REQUIREMENT - Rewrite each of the rows below, keeping the request text unchanged, and multiply every point coordinate in the answers by 1.2, rounding to the nearest whole number with halves rounded up. Leave the pictures out.

──────

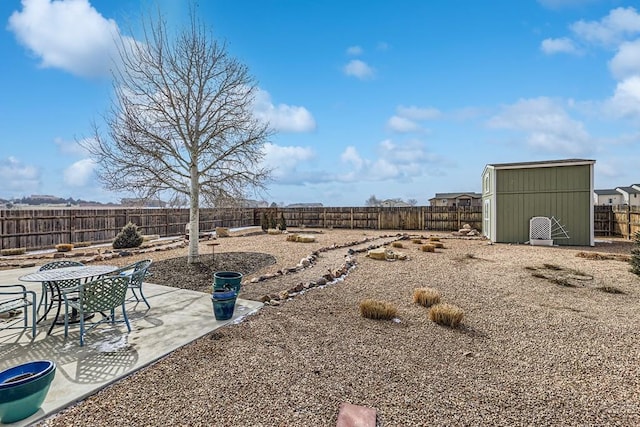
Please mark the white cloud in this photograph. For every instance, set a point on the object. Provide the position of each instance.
(355, 50)
(283, 117)
(417, 113)
(359, 69)
(394, 161)
(547, 125)
(70, 147)
(403, 125)
(626, 62)
(284, 160)
(610, 30)
(560, 4)
(350, 156)
(406, 118)
(79, 174)
(17, 177)
(67, 34)
(625, 102)
(561, 45)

──────

TASK RESULT -
Please mark the white cloud in this photograph. For every instance, set a point on the object. Provide the position of each instance.
(426, 60)
(340, 140)
(500, 136)
(431, 83)
(473, 193)
(656, 150)
(84, 176)
(484, 150)
(751, 74)
(341, 192)
(732, 36)
(672, 5)
(420, 187)
(487, 142)
(95, 209)
(20, 212)
(80, 41)
(750, 122)
(673, 54)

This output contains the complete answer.